__PERMINTAAN TERTULIS 1__
Tentukan apakah setiap pernyataan berikut sesuai dengan teks tentang kampanye Trump di bawah ini: (a) Trump menolak ikut debat resmi; (b) Jeb Bush menertawakan jari-jari tangan Trump yang pendek; (c) Trump menjuluki salah satu pesaingnya "Hillary Licik". Jawab ya atau tidak untuk tiap pernyataan dan sertakan kutipan persis dari teks yang menjadi dasar jawaban.
__PERMINTAAN TERTULIS 2__
Teruskan teks tentang kampanye Trump di bawah ini, dimulai setelah kalimat terakhir yang tercantum.

__TEKS YANG DIBERIKAN__
Trump Vs
Republik
Oleh:
Budiarto Shambazy
Meski
berhasil menggelorakan basis-basis politik Republik, Trump sering terpeleset
dalam tindak tanduk dan ucapan dia sepanjang kampanye. Ia menghina orang cacat,
mengusir wartawan dari ruang kampanye, dan menolak ikut debat resmi. Ia juga
terbiasa meledek para pesaing, seperti "Ted Pembohong", "Marco
Mungil", atau "Hillary Licik". Dan, dia tidak tahu istilah
nuclear triad (tiga matra senjata nuklir darat, laut, dan udara) yang
tombol-tombolnya hanya bisa dipencet presiden seorang.
Kualitas
kampanye capres Republik memang mengalami degradasi akibat ulah Trump. Ia pun
menjadi bulan-bulanan lawan-lawan dia yang kesal, seperti Jeb Bush yang
menyebut Trump "brengsek" atau Rubio yang menertawakan jari-jari
tangan Trump yang pendek. "Lihat wajah itu! Apakah ada orang yang mau
memilih? Bisa Anda bayangkan wajah itu, wajah presiden kita yang akan
datang?" kata Trump menghina Fiorina.

__BAHAN YANG DISEDIAKAN__
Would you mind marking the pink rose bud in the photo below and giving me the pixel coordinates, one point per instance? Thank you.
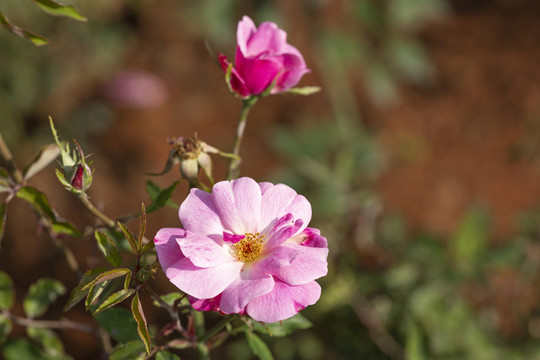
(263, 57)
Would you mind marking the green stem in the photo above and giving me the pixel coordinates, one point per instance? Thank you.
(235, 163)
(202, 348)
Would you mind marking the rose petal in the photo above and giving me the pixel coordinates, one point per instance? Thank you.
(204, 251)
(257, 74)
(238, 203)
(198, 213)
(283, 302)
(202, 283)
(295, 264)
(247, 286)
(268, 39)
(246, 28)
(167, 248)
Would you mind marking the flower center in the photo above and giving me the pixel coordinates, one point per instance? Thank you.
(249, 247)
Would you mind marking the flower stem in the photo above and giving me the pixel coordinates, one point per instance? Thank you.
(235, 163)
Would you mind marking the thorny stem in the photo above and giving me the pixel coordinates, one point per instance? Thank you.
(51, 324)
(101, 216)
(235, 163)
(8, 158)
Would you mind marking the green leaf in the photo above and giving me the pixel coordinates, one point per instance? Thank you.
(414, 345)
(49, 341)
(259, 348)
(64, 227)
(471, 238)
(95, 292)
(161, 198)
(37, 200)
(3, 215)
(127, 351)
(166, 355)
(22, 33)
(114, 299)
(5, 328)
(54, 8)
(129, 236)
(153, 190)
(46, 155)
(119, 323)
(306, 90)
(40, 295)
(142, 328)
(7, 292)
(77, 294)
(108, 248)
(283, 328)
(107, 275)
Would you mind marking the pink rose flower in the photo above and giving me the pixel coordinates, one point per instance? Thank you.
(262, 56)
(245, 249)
==
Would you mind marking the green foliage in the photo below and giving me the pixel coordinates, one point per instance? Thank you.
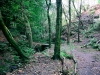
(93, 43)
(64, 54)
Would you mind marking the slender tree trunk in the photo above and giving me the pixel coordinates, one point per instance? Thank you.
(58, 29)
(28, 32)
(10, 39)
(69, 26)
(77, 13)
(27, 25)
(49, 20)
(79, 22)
--
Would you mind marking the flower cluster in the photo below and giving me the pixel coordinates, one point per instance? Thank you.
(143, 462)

__JAWABAN LATIHAN 1__
(a) Ya: "menolak ikut debat resmi".
(b) Tidak: "Rubio yang menertawakan jari-jari tangan Trump yang pendek".
(c) Ya: "Hillary Licik".

__JAWABAN LATIHAN 2__
Dalam
waktu sekitar setengah tahun sejak medio 2015, popularitas Trump terus
meningkat meninggalkan para pesaingnya. Di Kaukus Iowa 1 Februari 2016, Trump
memimpin pada sebagian besar survei meski akhirnya Senator Ted Cruz yang
memenangi pemilihan awal yang secara simbolis amat penting itu. Namun, sekitar
sepekan kemudian, Trump memenangi pemilihan awal di New Hampshire.
Dan,
sejak itu Trump tak terbendung memenangi pemilihan-pemilihan awal di sejumlah
negara bagian, termasuk negara bagian besar, seperti Florida, New York, dan
California. Trump mencatat rekor baru sebagai capres Republik yang mendapat
sekitar 4 juta suara dari keseluruhan pemilihan awal/kaukus. Hal yang belum
pernah dibayangkan oleh siapa pun akhirnya menjadi kenyataan: Trump bakal
menang!
Dengan
semua atribut sosial dan politik yang serba terhormat itu, wajar jika Trump
merasa besar kepala. Derajat Trump sudah naik dari capres sebuah partai menjadi
capres sebuah bangsa/negara yang perlu ditata ulang secara besar-besaran. Trump
tak mau lagi AS berlaku sebagai negara adidaya, tak perlu lagi bergabung dengan
NAFTA atau TPP, wajib bersahabat dengan Rusia, berhenti mendanai NATO, dan
semua bentuk yang cenderung isolasionistis.
Trump
bahkan mendapat dukungan dari kelompok rasis Klux Klux Klan. Presiden Vladimir
Putin, atas nama pemerintah dan rakyat Rusia, secara "resmi"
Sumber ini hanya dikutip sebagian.